### Document extract:
== == ==
Kris: Here's how to make one out of a bandanna and scrunchies. Which has been a great, popular Pinterest project. So, where is it that we should be, you know, really kind of focusing when we are looking at the availability of those resources?
Jason: So, availability, right? So, you know, you think about availability in terms of how do you ensure availability. Right? And, they're three things you got to look at there too.
Kris: You like your threes.
Jason: I do, because, you know, maybe my brain just works in threes. People, process, and technology. Right? So, do you have the people in a position with a process to get out the technology in an efficient way? So, that you don't have any bottlenecks, because that's where availability falls over; is where bottlenecks exist.
Kris: So, when we're talking about MSPs, you know, you look at the managed services space and by and large just like any other industry in the US it's made up of SMBs. And, a lot of these managed service providers service SMBs. And, the number one classic objection from any SMB to their managed service providers is; Oh, we're too small, we don't need that. We don't need that security. We don't need that extra backup. So, now all of these, you know, end-users and their poor MSPs are scrambling to try to get these guys all set up to work from home. So, what are some of the baselines that they should be hittingfrom a security perspective? And, what are some of the things that they might not think of that they really need to be?
Jason: First and foremost, you know, when we think about what, think of, when you think of...I can't tell MSPs what's best for their clients. I'll never do that because they know, they understand them better than I ever will. But, from a cybersecurity, risk management, perspective we need to think in layers. I think of IT as like a wedding cake. There's layers to it. Right? This layer has to be functional for anything above it to work. And, cybersecurity works like that too, but there but you have to have controls at layers. And so, the bottom layer. Right? When you think about, okay, what does that mean? I would say behavioral-based antivirus on every endpoint no matter if it's at the home or it's been, it's, it's, it's, a work piece of equipment that you've issued out. So, um, you need to be able to burst out endpoint protection to all of the endpoints that your clients are now using, that maybe they weren't before. Or, make sure that you've got that coverage because that is going to be where the initial intrusion occurs in ninety-four percent of cases that we see. And so, making sure you got good behavior-based endpoint. Making sure that you're using multi-factor authentication on all of the VPN, or any web-based access tool that you're using is critically essential. Then, finally looking at the data, and understanding the new pattern of business that is happening for all of your clients. That will help you understand when there is an outlier. If that potentially is a security risk it is critically important. So, being able to look at those VPN logs, being able to put them through something they can look at them for you. Because they're too big problems in cyber, there's too much data and there aren't enough people to go through it. Right? And so, finding, finding the ability to get through that data and actually doing the exercise. And, making sure that you're doing a good job of protecting the confidentiality of the businesses' employee access to IT. Those are the things, you know, MFA, endpoint protection, and review of logs. Those are the three major things.
Kris: I really appreciate your time.
Jason: Oh, it's my pleasure. Thanks so much for having me. Cheers!
== == ==
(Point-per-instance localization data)
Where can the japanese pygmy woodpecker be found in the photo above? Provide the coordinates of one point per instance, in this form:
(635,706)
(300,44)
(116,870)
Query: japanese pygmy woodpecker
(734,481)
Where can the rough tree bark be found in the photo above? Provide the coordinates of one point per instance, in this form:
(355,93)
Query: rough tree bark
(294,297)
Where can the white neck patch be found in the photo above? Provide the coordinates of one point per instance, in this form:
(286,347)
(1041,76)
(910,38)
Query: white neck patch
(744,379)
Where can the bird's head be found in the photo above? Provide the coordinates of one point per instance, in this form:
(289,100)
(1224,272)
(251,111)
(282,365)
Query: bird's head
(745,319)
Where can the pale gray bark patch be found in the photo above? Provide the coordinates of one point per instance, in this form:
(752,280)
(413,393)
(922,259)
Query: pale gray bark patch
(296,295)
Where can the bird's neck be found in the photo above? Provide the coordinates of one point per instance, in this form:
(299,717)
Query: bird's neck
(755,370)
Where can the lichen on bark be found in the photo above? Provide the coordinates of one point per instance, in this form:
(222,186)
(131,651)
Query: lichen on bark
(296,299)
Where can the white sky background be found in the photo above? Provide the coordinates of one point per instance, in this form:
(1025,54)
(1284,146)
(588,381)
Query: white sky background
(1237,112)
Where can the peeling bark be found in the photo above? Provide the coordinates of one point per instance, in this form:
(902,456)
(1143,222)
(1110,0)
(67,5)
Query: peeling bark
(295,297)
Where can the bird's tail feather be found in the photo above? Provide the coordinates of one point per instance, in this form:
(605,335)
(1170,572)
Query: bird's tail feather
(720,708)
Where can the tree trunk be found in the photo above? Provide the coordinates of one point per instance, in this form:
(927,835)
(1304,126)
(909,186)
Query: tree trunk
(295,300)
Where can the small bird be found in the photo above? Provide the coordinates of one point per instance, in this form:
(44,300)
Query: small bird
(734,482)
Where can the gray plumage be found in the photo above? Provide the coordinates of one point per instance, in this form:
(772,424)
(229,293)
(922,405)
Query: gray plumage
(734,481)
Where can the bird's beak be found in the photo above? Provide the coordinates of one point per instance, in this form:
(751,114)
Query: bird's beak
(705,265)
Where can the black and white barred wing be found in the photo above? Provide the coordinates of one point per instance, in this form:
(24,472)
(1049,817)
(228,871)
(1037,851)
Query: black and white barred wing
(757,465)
== == ==
### Task instructions:
[A] Using the interview transcript above, answer yes or no to each statement and quote the words that decide it. (i) Jason says the initial intrusion occurs at the endpoint in ninety-four percent of the cases they see. (ii) Jason says he can tell MSPs what is best for their clients. (iii) Jason names people, process, and technology as the three things to look at for availability.
[B] From the interview transcript above, print the passage that opens with the words containing "Kris: Here's how" and closes with "of those resources?".

### Problem solutions:
[A]
(i) Yes: "that is going to be where the initial intrusion occurs in ninety-four percent of cases that we see"
(ii) No: "I can't tell MSPs what's best for their clients."
(iii) Yes: "People, process, and technology."

[B]
Kris: Here's how to make one out of a bandanna and scrunchies. Which has been a great, popular Pinterest project. So, where is it that we should be, you know, really kind of focusing when we are looking at the availability of those resources?